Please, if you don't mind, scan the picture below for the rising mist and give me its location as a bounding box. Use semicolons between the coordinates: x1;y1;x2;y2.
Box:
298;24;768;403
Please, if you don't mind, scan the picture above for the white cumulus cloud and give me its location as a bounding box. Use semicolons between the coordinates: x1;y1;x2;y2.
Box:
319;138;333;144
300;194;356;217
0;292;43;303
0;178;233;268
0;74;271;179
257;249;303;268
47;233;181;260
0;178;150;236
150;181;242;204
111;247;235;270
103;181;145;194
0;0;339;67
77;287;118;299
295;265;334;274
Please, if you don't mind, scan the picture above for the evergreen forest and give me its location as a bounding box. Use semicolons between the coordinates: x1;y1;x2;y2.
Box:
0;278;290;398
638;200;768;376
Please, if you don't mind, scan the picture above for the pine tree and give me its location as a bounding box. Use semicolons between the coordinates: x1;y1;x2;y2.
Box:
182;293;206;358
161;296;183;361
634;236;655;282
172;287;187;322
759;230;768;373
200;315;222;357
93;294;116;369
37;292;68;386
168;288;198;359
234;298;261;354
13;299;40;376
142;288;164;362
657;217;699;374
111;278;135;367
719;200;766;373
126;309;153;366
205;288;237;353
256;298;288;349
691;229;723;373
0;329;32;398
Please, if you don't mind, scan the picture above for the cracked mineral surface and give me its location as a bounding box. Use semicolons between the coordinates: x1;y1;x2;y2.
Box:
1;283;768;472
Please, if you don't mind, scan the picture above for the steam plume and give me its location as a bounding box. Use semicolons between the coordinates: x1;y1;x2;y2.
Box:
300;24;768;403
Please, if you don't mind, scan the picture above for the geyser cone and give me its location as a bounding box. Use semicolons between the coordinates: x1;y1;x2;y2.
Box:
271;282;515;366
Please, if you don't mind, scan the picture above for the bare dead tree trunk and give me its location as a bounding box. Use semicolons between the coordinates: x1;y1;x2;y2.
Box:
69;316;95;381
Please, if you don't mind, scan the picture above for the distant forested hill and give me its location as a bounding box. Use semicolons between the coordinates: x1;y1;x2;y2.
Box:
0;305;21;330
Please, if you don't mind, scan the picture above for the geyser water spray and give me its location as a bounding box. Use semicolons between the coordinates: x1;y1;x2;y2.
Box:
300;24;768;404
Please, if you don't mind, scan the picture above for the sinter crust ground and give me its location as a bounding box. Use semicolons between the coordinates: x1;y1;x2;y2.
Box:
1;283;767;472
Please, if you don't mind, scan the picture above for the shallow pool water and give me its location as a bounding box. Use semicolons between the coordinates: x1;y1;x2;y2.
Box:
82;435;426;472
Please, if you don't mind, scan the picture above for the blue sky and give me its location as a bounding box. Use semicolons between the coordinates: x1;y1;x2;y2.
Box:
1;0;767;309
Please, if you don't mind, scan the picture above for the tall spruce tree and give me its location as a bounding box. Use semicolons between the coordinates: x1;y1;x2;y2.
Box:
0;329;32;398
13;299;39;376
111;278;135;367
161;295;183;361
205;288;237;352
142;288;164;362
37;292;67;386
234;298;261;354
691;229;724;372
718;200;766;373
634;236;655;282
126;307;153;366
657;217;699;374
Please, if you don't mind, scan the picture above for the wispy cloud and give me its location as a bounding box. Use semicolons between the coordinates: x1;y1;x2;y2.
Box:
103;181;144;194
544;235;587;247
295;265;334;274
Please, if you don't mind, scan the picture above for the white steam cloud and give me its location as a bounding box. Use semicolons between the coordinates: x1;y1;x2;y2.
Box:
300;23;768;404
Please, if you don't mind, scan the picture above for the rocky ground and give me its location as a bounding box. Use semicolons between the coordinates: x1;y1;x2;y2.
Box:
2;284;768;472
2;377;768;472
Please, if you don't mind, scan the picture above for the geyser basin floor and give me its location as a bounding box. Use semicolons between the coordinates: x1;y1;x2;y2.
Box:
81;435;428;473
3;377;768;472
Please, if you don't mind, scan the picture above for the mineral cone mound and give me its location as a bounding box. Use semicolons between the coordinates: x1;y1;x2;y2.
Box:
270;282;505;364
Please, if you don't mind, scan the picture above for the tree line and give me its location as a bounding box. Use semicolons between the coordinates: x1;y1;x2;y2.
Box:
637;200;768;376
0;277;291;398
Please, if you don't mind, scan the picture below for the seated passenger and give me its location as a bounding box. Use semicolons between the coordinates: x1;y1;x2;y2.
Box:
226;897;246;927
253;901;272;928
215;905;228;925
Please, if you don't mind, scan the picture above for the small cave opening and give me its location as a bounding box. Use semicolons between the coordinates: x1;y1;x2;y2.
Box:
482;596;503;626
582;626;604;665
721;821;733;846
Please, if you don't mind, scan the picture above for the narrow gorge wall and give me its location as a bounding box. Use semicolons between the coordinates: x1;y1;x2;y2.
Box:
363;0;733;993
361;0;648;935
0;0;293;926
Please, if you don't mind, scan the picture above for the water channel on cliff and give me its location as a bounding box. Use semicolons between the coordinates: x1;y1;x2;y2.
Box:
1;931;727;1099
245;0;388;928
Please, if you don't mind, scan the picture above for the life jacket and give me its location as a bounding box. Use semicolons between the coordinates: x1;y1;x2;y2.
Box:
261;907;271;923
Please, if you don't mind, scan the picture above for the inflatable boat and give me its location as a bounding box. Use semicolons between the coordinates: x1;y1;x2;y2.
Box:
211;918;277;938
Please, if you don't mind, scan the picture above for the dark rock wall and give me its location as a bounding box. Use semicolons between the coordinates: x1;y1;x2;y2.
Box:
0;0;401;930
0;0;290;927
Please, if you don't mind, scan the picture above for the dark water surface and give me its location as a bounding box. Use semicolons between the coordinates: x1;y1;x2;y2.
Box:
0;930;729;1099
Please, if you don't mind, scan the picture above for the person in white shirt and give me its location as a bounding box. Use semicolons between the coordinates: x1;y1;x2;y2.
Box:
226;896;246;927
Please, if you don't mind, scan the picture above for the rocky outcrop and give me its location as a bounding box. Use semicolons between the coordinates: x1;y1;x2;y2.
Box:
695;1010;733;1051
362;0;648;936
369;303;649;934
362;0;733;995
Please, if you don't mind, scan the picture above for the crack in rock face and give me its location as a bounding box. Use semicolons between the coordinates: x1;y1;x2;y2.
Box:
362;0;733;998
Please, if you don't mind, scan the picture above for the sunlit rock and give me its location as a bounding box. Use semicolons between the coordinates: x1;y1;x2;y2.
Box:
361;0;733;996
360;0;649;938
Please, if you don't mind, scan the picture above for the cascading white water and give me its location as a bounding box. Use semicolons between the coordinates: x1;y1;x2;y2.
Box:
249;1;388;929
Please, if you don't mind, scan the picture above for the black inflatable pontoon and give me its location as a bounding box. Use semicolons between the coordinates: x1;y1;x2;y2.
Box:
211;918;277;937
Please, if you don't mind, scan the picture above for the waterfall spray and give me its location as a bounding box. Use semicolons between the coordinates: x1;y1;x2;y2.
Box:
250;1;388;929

=== INSTRUCTIONS FOR THE TASK ===
Reproduce the records above in their entirety, unchanged.

=== SOLUTION FOR THIS TASK ===
Please, if you don't mind, scan the picture below for the rising mist and give me its location as a bounding box. Use semicolons between the coordinates: x1;y1;x2;y2.
Box:
298;24;768;403
Please, if you don't mind, scan the picture above for the white cumulus cloud and give me its location as a bounding box. Use semicolons between the coordinates: x1;y1;x2;y2.
Box:
319;138;333;144
300;194;356;217
0;292;43;303
0;178;233;268
0;74;271;179
257;249;303;268
47;233;181;260
0;178;150;236
150;181;242;204
111;247;235;270
103;181;145;194
0;0;339;67
77;287;118;299
295;265;334;274
Please, if you don't mind, scan the picture above for the evergreen forest and give me its location as a bounding box. Use semicolons between the coordinates: x1;y1;x2;y2.
Box:
0;278;290;398
638;200;768;376
Please, if you don't mind, scan the picture above for the pine tree and give me its location as a bounding box. Use semicolons between the coordinates: x1;y1;x2;y2.
Box:
182;293;206;358
161;296;183;361
634;236;655;282
172;287;187;322
759;230;768;373
200;315;222;357
93;294;116;369
37;292;68;386
168;288;198;359
234;298;261;354
13;299;40;376
142;288;164;362
657;217;699;374
111;278;135;367
719;200;766;373
126;309;153;366
205;288;237;353
256;298;288;349
691;229;723;373
0;329;32;398
Please, if you don't mind, scan the picture above for the cracked mineral surface and give me its location as a bounding box. Use semicolons between the coordinates: x1;y1;x2;y2.
Box:
1;283;768;472
Please, if you don't mind, scan the picture above for the steam plume and give me its location as a bounding box. Use semicolons between the coordinates: x1;y1;x2;y2.
Box:
300;24;768;403
Please, if you don't mind, scan the picture above for the geyser cone and give me its location as a bounding box. Use semicolons between the coordinates: x1;y1;x2;y2.
Box:
271;282;515;366
Please, if you don't mind, scan the picture above for the bare dead tree trunk and give me its location as a bounding box. Use semicolons between the coordinates: x1;y1;x2;y2.
Box:
69;316;95;381
Please, if you don't mind, scan the picture above for the distant forested hill and give me its location as a bounding box. Use semicolons between the coordinates: x1;y1;x2;y2.
Box:
0;305;21;330
Please, if you don't mind, scan the picture above for the geyser water spray and give me its location as a bounding box. Use semicolons between the coordinates: x1;y1;x2;y2.
Box:
300;24;768;404
Please, if you don't mind, scan the picture above for the sinter crust ground and give me its location as a bounding box. Use semicolons between the coordinates: x1;y1;x2;y2.
Box:
1;283;767;472
Please, if you don't mind, scan the picture above for the shallow pool water and give me its location as a bounding box. Use semicolons between the coordinates: x1;y1;x2;y2.
Box:
82;435;426;472
Please, if you don't mind, scan the picture above for the blue sky and give me its location as a bounding box. Use semicolons between the coordinates: x1;y1;x2;y2.
Box:
1;0;767;309
Please, if you don't mind, scan the picture above for the tall spruce tree and give me its location as a bounding box. Use semicolons between the coordinates: x1;y1;x2;y2.
Box:
0;329;32;398
13;299;39;376
111;278;135;367
161;295;183;361
205;288;237;352
142;288;164;362
37;292;67;386
234;298;261;354
691;229;724;372
718;200;766;373
634;236;655;282
126;307;153;366
657;217;699;374
Please, if you don't mind, scan the picture above for the wispy cloud and give me its location as a bounding box. Use semicolons between the coordinates: x1;y1;x2;y2.
Box:
103;181;144;194
544;235;587;247
295;265;334;274
Please, if you don't mind, scan the picture above for the white steam cloud and give me its location as a bounding box. Use semicolons between the coordinates: x1;y1;x2;y2.
Box:
300;23;768;404
Please, if you don't mind, scan the picture above for the rocky ground and give me its location as a bounding box. Use semicolons between the coordinates: x1;y1;x2;y2.
Box:
2;284;768;472
2;377;768;472
Please, if you don't mind, scan the picture above for the geyser basin floor and give me its location as a bounding box. Use semicolons between the coordinates: x1;y1;x2;y2.
Box:
81;435;428;473
3;377;768;472
Please, if you don't mind, scan the picture above for the mineral cone mound and give me its location as a bounding box. Use semicolons between the coordinates: x1;y1;x2;y2.
Box:
270;282;505;364
Please, if you don't mind, scan the picture above for the tree line and give me its location as a bounding box. Use semicolons between the coordinates: x1;y1;x2;y2.
Box:
637;200;768;376
0;277;291;398
Please, if you don't mind, scan the picture below for the seated passenger and give me its location as a bounding box. Use semicolons between the coordinates: x1;y1;x2;y2.
Box:
226;897;246;927
253;901;272;928
215;905;228;925
Please, if you don't mind, scan the picture above for the small cave opening and give me its location as a bounding box. Use semicolons between the coordinates: x1;y1;x2;y2.
Box:
482;596;503;626
582;626;604;665
721;821;733;846
Please, if you don't mind, scan the picture above for the narrow gorge wall and give me its location as a bounding box. Use semicolons between the coordinates: x1;y1;x2;y2.
Box:
363;0;733;993
361;0;648;935
0;0;293;926
Please, if you don't mind, scan the picture above for the water channel on cliff and give me its location as a bounding box. Use semicolons between the coordinates: x1;y1;x2;y2.
Box:
1;931;727;1099
245;0;388;928
Please, if you don't mind, scan the picture above for the life jacket and give me its location as a bounding box. Use semicolons between the coordinates: x1;y1;x2;y2.
Box:
261;907;271;923
Please, if you don't mind, scan the picture above for the inflatable boat and give me its location as a bounding box. Use semicolons between the coordinates: x1;y1;x2;y2.
Box:
211;918;277;938
Please, if you don't mind, scan the picture above for the dark rock wall and give me its location as a bounding box. Use semicolons between the coordinates: x1;y1;x2;y2.
Box:
0;0;401;930
0;0;290;927
Please, if you don't mind, scan the picture above for the dark water surface and give me its location as a bounding box. Use semicolons between the coordinates: x1;y1;x2;y2.
Box:
0;930;729;1099
Please, if you don't mind, scan the picture above for the person in white shirt and give me its location as a bounding box. Use semicolons between the coordinates: x1;y1;x2;y2.
Box:
226;896;246;927
Please, if you don't mind, scan the picture above for the rocky outcrop and give me its location as a bounding box. Use semicolons between the coordinates: x1;y1;x2;y2.
Box:
695;1010;733;1051
362;0;648;936
369;303;649;934
362;0;733;995
Please, if you don't mind, scan the picture above for the crack in rock face and give me its location as a bounding box. Use semicolons between the coordinates: x1;y1;x2;y2.
Box:
362;0;733;998
Please, if you don't mind, scan the picture above for the sunlit rock and give me its location as a bounding box. Use semicolons between the coordinates: x1;y1;x2;y2.
Box:
361;0;733;996
360;0;649;938
Please, if you don't mind, scan the picture above for the cascading white water and give me its location as a bounding box. Use semicolons between the coordinates: x1;y1;x2;y2.
Box:
249;1;388;929
Please, if you don't mind, scan the picture above for the black inflatable pontoon and give me its location as a bounding box. Use semicolons between the coordinates: x1;y1;x2;y2.
Box:
211;918;277;937
Please, if you don't mind, scan the picture above for the waterfall spray and give me its location as a bounding box. Use semicolons between the coordinates: x1;y1;x2;y2.
Box:
250;1;388;929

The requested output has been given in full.